_What you have to do_:
Given the entries that follow, write out exactly the lines starting at the one containing "Target: girl in red jacket" and ending at the one containing "Target: striped fleece hat", both ends included, and only those.
=== Begin Enclosure ===
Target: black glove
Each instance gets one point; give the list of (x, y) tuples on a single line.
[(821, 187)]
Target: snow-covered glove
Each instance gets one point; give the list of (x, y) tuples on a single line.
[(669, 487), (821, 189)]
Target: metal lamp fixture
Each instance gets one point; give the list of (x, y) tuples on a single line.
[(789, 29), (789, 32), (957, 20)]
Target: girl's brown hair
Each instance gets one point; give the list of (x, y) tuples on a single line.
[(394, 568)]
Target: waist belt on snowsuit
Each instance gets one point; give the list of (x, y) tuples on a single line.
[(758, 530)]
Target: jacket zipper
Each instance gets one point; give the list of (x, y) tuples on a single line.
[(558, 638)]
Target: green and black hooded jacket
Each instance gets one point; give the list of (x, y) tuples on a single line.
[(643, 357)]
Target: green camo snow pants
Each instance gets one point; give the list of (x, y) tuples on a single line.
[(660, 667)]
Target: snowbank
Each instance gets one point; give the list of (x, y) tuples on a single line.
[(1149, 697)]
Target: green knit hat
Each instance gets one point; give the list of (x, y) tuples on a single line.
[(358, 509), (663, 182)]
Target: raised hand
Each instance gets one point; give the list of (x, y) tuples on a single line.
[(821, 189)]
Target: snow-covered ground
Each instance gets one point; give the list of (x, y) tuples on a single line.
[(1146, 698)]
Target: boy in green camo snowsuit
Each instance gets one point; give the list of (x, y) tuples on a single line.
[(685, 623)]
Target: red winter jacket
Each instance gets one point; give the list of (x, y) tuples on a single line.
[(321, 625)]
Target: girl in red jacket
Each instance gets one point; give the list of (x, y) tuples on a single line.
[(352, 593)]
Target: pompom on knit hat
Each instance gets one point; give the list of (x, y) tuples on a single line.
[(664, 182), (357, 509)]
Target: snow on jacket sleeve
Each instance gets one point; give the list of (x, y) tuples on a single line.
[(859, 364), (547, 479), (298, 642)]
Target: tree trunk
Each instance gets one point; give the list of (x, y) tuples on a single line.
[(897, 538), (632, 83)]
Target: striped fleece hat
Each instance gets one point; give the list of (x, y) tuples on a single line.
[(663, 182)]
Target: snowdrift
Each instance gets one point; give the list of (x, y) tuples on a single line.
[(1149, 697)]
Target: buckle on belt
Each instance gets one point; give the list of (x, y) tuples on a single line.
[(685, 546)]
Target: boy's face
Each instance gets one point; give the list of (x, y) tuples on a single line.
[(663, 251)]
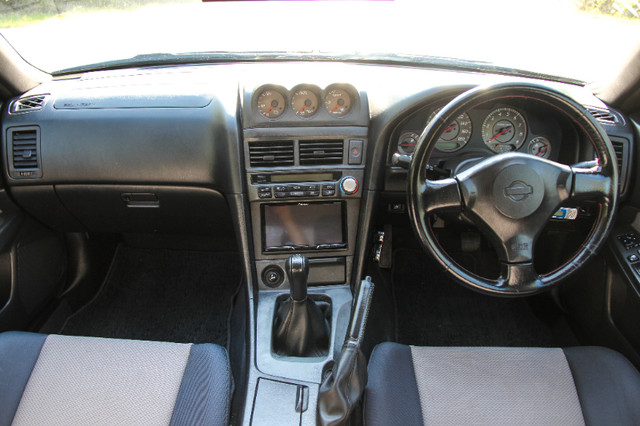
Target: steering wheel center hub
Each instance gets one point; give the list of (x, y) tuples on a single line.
[(518, 191)]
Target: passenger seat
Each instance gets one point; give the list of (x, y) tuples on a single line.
[(55, 380)]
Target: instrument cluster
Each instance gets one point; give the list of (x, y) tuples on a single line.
[(496, 129)]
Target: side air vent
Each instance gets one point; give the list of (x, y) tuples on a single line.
[(28, 104), (604, 116), (621, 148), (24, 147), (321, 152), (270, 154), (618, 147)]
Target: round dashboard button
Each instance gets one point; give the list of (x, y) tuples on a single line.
[(349, 185)]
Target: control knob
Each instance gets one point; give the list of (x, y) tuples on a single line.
[(349, 185)]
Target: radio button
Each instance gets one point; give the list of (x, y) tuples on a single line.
[(349, 185)]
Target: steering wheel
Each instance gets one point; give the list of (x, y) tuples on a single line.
[(510, 197)]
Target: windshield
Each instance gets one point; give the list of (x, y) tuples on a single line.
[(585, 40)]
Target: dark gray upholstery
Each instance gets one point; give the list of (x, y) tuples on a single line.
[(205, 393), (606, 384), (391, 368), (31, 365), (18, 355)]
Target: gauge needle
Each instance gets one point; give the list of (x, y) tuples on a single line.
[(505, 130), (451, 127)]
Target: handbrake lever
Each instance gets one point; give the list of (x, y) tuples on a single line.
[(342, 388)]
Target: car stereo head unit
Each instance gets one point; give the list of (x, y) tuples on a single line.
[(295, 177), (303, 226)]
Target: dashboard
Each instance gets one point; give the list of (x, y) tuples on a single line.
[(236, 149)]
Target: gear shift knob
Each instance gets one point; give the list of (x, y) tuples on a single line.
[(297, 267)]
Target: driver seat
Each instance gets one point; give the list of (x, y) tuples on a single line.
[(410, 385)]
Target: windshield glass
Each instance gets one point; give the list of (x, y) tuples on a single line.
[(585, 40)]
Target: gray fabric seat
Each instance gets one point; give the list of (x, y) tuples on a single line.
[(411, 385), (55, 380)]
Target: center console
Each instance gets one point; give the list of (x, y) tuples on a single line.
[(304, 177)]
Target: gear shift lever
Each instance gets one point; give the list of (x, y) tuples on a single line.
[(297, 268), (300, 327)]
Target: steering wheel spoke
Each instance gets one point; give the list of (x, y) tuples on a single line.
[(441, 195)]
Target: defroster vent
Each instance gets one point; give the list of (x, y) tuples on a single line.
[(321, 152), (24, 145), (30, 103), (271, 153), (604, 116)]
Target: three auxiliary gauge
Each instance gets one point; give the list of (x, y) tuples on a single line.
[(305, 101)]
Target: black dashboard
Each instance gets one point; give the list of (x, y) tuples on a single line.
[(220, 149)]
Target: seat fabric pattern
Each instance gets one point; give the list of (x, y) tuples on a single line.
[(495, 386), (97, 381)]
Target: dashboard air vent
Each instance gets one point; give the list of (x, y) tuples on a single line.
[(604, 116), (271, 154), (30, 103), (618, 147), (24, 144), (621, 148), (321, 152)]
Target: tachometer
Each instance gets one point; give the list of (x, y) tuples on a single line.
[(304, 102), (504, 130), (455, 135), (271, 103), (540, 147)]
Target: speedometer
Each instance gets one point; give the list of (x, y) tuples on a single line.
[(455, 135), (504, 130)]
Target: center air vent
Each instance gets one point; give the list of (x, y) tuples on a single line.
[(24, 147), (321, 152), (270, 154), (604, 116), (31, 103)]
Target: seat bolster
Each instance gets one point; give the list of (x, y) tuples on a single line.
[(608, 386), (19, 353), (391, 396), (205, 393)]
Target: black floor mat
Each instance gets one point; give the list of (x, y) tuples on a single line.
[(433, 310), (163, 295)]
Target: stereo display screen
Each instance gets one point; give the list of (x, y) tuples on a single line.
[(310, 226)]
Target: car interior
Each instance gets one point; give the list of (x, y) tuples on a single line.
[(317, 241)]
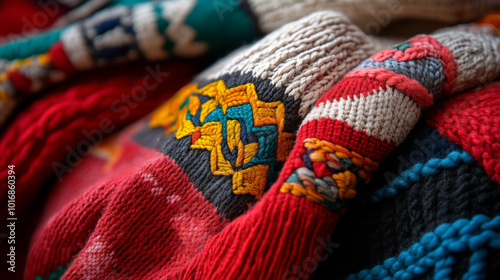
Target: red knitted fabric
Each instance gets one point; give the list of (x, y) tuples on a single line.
[(49, 136), (473, 122)]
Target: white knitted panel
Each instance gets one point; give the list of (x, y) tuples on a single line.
[(477, 52), (386, 114), (306, 57)]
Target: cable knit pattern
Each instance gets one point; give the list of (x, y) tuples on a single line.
[(318, 53), (436, 250), (242, 189)]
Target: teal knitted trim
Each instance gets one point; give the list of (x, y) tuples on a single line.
[(437, 250)]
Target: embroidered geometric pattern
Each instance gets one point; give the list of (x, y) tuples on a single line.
[(241, 132), (329, 174)]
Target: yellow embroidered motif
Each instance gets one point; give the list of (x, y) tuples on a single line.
[(244, 135), (330, 174)]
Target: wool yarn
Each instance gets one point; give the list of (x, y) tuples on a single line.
[(256, 114), (185, 213), (445, 194), (372, 15)]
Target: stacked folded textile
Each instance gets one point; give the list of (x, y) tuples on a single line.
[(317, 151)]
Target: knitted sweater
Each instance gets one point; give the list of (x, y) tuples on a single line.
[(252, 179), (285, 160)]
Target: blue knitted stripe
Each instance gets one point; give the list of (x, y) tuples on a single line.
[(416, 173), (436, 250)]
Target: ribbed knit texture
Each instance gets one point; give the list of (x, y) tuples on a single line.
[(433, 210), (186, 213)]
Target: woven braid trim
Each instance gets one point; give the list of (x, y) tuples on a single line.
[(437, 250), (329, 175)]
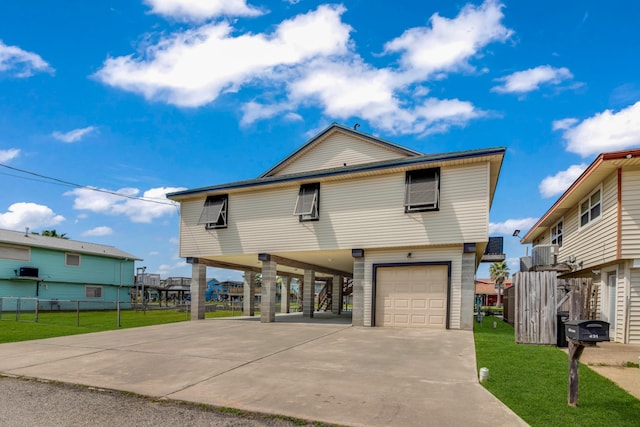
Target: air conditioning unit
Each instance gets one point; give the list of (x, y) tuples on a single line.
[(545, 255), (525, 264), (28, 272)]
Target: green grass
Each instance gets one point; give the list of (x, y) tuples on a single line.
[(532, 381), (56, 324)]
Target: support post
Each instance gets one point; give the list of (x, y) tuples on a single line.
[(358, 288), (575, 348), (336, 295), (198, 290), (268, 296), (308, 301), (285, 293), (249, 294)]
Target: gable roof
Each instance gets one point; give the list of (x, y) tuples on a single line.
[(331, 130), (495, 155), (35, 240), (595, 173)]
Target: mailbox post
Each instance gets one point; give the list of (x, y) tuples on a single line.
[(580, 334)]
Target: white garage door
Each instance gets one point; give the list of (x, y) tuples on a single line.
[(413, 296)]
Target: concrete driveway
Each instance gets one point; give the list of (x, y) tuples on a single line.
[(323, 369)]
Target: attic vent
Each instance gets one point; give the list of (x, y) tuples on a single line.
[(307, 204), (422, 190), (214, 212)]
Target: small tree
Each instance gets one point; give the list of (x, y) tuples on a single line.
[(52, 233), (499, 271)]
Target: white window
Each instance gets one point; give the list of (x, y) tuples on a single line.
[(214, 212), (591, 207), (93, 291), (556, 233), (15, 253), (72, 260), (422, 190), (308, 202)]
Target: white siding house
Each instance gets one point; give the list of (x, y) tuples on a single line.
[(409, 229), (598, 221)]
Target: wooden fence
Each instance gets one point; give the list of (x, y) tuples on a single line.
[(537, 299)]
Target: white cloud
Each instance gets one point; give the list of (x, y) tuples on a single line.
[(448, 44), (10, 154), (155, 206), (99, 231), (73, 135), (563, 124), (310, 60), (200, 10), (558, 183), (21, 63), (193, 67), (606, 131), (32, 215), (531, 79), (510, 225)]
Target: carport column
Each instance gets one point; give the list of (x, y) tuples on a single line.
[(357, 311), (308, 301), (198, 289), (467, 286), (285, 291), (336, 295), (249, 294), (268, 296)]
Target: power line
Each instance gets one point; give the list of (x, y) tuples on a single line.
[(56, 181)]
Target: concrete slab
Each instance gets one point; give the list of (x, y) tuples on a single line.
[(322, 370)]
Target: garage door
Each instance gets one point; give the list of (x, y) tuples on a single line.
[(413, 296)]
=== End Enclosure ===
_Task output_:
Target: girl in red jacket
Each instance gets one point; give the list of (x, y) tuples on a single line.
[(352, 593)]
Target: pompom on knit hat
Each instance gets one point; give the list of (x, y) tuples on a single line.
[(664, 182), (357, 509)]
Target: snow on jacket sleeve
Each instance gets one point; give the list of (x, y) tuples on a single line.
[(859, 364), (547, 479), (298, 642)]
Target: tree trunk
Each instance gets one point; give the list of (x, y) tuples on a single line.
[(897, 538), (632, 83)]
Target: striped fleece hat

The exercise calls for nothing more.